[Page text]

────────

Mulches should be piled at least a foot deep around plants, and
not before mid-November, as roses need cool fall temperatures to
develop some winter hardiness. Mulch much later and you may
have to contend with snow first, and valuable ground heat will have
been lost.
Mounding may also be used to protect roses during winter, simply
mounding loose soil a foot or more high around the base of the plant.
Use loose sandy or loamy soil, as dense clay soil may cut off the
oxygen supply to the roots, resulting in injured or dead plants.
Soil mounding is preferable over mulches if you have mice that may
live in organic material and chew on the rose stems.
Climbing roses may be protected by removing the canes from their
supports (keep this in mind in the spring when tying them up, for
easy fall removal), then laying them on the ground. Use a
wire hoop or similar device to hold them in place. Lay a piece
of burlap over the canes to protect them during the spring uncovering
operation, then mound soil over the canes. Uncover the canes
when they begin to grow in spring, checking them in early April
or shortly after the snow melts.

────────

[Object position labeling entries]

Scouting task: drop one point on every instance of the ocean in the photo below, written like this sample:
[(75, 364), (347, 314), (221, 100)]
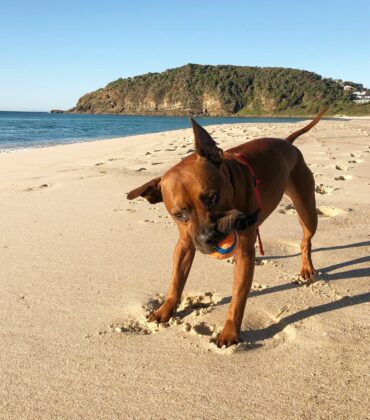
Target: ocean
[(23, 130)]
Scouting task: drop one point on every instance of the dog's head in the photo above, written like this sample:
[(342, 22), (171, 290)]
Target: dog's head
[(197, 193)]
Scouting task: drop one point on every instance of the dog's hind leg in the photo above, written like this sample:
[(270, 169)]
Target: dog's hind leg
[(301, 190)]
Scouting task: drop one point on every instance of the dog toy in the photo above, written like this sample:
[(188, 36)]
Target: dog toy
[(226, 248)]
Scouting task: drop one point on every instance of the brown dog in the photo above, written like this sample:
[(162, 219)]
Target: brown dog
[(209, 193)]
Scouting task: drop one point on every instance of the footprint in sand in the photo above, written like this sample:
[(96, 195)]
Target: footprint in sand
[(190, 308), (341, 167), (343, 178), (259, 330), (289, 209), (329, 211), (324, 189), (40, 187)]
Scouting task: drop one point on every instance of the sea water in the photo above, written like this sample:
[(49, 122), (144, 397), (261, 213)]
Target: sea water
[(23, 130)]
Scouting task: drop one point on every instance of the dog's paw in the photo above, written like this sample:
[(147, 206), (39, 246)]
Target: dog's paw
[(163, 314), (228, 336), (308, 273)]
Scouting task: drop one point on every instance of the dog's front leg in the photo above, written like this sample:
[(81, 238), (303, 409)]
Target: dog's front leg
[(243, 277), (182, 261)]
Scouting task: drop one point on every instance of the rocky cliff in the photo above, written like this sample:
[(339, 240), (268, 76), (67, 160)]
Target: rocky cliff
[(217, 91)]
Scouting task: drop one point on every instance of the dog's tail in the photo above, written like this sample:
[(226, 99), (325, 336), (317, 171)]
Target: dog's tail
[(308, 127)]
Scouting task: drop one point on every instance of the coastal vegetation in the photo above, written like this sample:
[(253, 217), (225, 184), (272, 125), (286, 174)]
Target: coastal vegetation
[(223, 90)]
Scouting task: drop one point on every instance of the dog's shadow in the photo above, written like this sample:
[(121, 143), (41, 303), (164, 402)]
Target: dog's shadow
[(259, 335)]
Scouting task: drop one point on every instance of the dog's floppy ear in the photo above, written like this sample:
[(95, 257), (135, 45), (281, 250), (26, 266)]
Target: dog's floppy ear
[(205, 145), (150, 190)]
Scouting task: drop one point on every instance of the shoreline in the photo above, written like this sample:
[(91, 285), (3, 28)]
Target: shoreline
[(44, 144)]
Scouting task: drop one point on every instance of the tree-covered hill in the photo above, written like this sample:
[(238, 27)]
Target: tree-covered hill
[(221, 91)]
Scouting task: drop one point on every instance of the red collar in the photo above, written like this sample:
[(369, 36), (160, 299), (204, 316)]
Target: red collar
[(243, 160)]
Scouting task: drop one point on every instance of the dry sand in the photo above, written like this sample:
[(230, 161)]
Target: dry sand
[(80, 265)]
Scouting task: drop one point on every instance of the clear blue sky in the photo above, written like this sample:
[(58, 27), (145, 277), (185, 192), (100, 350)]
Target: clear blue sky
[(52, 52)]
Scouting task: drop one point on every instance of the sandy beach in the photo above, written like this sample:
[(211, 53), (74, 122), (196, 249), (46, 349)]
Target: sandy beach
[(81, 265)]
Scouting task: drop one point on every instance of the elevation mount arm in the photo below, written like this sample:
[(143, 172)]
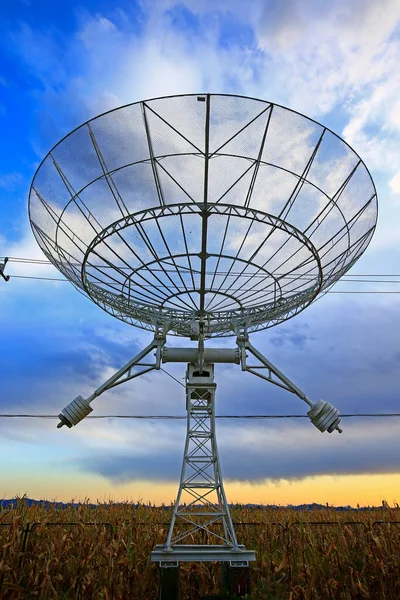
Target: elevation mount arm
[(80, 407), (323, 415)]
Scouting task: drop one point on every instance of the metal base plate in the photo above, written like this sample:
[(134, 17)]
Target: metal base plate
[(206, 553)]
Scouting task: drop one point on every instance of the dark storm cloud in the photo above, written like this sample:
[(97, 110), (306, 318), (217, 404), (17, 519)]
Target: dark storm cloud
[(291, 455)]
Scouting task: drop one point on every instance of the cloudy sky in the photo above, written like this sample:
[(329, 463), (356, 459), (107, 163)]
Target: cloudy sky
[(63, 63)]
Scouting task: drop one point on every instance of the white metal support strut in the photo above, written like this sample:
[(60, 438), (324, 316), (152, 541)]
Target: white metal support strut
[(201, 527)]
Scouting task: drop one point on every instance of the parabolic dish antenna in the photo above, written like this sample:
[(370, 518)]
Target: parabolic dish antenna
[(217, 208), (202, 216)]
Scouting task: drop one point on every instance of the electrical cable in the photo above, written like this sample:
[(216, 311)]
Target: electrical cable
[(181, 417)]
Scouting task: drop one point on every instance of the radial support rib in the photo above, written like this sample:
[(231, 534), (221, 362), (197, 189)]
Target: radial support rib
[(204, 212)]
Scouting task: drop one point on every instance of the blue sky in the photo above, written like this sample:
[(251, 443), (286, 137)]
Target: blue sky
[(62, 63)]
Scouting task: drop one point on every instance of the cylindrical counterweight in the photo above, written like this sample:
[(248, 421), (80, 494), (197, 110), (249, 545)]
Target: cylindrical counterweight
[(210, 355)]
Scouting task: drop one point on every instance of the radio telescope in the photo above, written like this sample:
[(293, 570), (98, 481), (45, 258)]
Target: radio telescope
[(202, 216)]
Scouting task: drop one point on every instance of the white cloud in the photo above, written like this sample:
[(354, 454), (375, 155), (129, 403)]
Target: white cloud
[(395, 184)]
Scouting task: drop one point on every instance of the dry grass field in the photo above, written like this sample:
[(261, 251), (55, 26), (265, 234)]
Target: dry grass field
[(103, 553)]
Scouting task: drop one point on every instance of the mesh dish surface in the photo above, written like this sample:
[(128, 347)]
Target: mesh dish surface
[(222, 209)]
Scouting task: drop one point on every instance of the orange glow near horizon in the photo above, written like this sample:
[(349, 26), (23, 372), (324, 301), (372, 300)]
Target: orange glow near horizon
[(340, 490)]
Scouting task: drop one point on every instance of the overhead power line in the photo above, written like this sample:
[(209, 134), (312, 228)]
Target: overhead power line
[(353, 278), (182, 417), (329, 292)]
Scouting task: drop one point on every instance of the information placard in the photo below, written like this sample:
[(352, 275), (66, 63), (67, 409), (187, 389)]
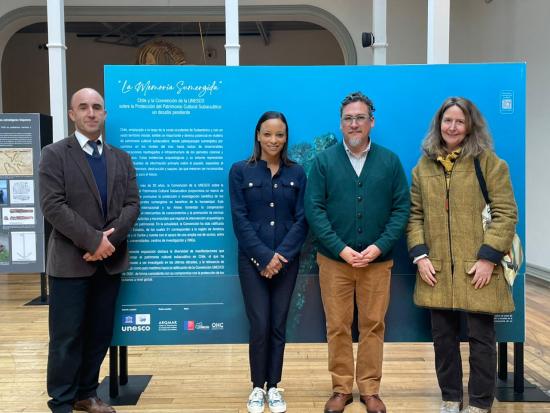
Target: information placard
[(22, 233), (185, 126)]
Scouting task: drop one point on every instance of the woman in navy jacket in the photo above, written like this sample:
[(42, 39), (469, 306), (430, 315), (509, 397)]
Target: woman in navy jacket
[(267, 206)]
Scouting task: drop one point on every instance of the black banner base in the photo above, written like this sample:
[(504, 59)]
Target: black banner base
[(38, 301), (531, 393), (128, 395)]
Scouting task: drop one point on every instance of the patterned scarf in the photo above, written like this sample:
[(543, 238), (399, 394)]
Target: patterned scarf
[(448, 162)]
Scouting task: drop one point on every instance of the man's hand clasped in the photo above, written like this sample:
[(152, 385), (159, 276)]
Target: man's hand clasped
[(360, 259), (105, 249)]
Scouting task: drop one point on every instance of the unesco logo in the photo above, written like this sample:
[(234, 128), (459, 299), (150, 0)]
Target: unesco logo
[(136, 323)]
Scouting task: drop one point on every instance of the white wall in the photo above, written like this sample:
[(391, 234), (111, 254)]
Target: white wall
[(25, 66), (516, 30)]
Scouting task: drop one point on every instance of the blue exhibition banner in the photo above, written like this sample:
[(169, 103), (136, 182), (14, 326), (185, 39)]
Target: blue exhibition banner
[(185, 126)]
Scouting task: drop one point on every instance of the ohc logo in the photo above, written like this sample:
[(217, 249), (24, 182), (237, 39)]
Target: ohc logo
[(217, 326)]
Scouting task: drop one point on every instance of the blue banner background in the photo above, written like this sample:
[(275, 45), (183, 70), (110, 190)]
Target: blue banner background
[(179, 307)]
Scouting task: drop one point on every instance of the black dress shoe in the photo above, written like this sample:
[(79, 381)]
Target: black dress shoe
[(338, 402)]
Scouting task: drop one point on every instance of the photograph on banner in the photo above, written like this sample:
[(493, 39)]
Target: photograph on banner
[(185, 126)]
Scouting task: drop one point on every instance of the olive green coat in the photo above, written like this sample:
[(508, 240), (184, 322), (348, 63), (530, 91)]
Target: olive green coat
[(455, 239)]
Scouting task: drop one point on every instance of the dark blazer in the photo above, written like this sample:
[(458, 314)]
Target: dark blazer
[(71, 203), (268, 213)]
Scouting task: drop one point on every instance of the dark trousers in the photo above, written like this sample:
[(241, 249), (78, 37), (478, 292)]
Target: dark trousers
[(267, 302), (81, 317), (483, 356)]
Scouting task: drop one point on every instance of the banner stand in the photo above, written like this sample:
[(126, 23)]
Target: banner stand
[(121, 389), (43, 298), (512, 387)]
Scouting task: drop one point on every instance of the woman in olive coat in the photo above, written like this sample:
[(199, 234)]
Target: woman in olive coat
[(458, 262)]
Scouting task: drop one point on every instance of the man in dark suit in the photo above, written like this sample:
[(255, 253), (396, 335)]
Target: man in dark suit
[(89, 194)]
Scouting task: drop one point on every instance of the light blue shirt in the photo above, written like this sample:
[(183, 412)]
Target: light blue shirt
[(83, 141), (357, 161)]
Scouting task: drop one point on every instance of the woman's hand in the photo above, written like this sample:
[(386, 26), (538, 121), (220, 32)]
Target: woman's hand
[(274, 266), (426, 271), (482, 270)]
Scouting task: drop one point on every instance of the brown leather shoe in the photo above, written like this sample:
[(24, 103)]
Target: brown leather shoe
[(338, 402), (93, 405), (374, 404)]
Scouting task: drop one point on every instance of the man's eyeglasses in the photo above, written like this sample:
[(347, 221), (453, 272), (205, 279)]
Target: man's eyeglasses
[(360, 119)]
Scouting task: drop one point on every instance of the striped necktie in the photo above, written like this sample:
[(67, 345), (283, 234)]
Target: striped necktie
[(94, 146)]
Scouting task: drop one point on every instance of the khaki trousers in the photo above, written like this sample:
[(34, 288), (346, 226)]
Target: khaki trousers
[(371, 287)]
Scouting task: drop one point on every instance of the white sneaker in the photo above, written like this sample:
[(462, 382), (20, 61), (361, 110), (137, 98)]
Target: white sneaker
[(256, 401), (449, 407), (472, 409), (275, 400)]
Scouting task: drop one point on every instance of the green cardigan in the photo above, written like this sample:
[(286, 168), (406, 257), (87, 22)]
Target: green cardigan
[(346, 210)]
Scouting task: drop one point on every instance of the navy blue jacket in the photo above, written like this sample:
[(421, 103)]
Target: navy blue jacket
[(268, 212)]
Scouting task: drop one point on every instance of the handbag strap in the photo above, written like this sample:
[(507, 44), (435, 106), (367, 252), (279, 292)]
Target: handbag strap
[(481, 181)]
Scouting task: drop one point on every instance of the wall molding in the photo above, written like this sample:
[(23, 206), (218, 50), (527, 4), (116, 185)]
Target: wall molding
[(299, 12)]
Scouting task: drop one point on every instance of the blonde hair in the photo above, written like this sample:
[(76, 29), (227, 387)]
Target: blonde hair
[(477, 139)]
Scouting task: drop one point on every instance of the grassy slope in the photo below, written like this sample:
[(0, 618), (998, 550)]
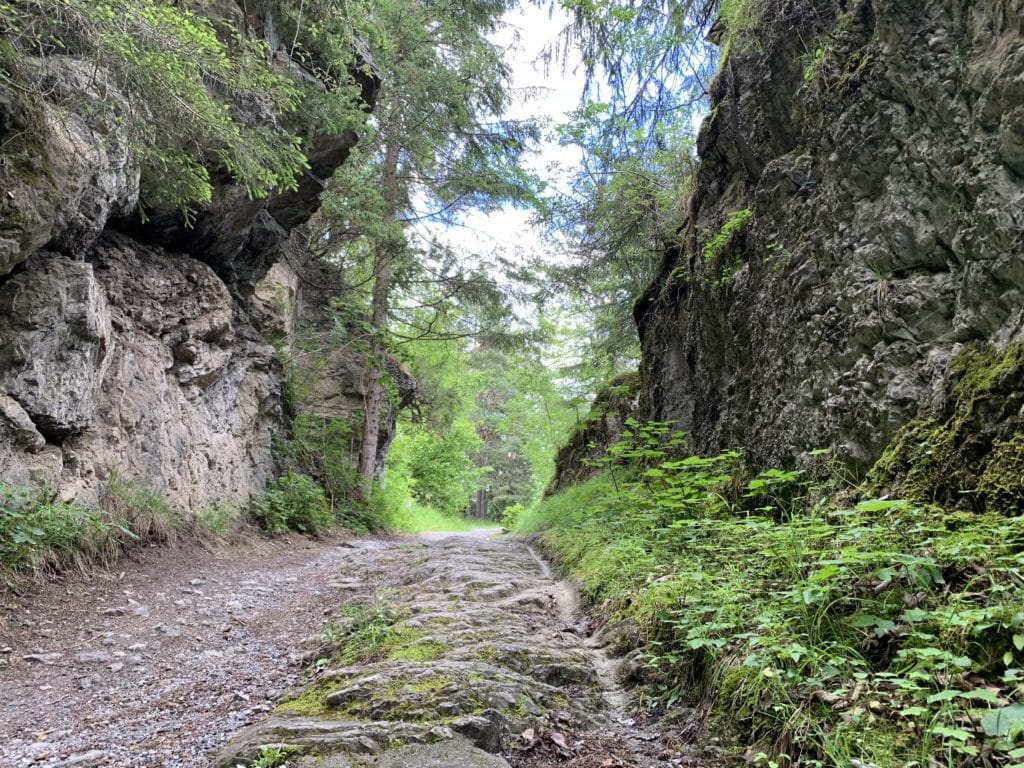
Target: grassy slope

────────

[Your tasks]
- A) Name the soil types mentioned in the text on protecting roses in winter.
- B) According to the rose winter protection text, why should mulch not be piled around roses before mid-November?
- C) Carry on the text about protecting roses in winter, starting after its final sentence.
The listing was taken from a separate source unrelated to the rose text.

[Responses to the tasks]
- A) Sandy, loamy, clay

- B) Roses need cool fall temperatures to develop some winter hardiness.

- C)
Mulching or mounding protects roses in a couple of ways.
Roses vary greatly in their hardiness, depending on species and
cultivars, with the more hardy not even needing protection.
Most roses also are grafted onto a hardier wild rose understock.
This "graft union" is the swollen area you can find at the base
of many rose plants. It is often tender and susceptible to
winter injury, so needs protection. Many recommend to even
bury this graft union below the surface when planting, which will
also help prevent undesirable sucker canes arising from the wild
rose understock.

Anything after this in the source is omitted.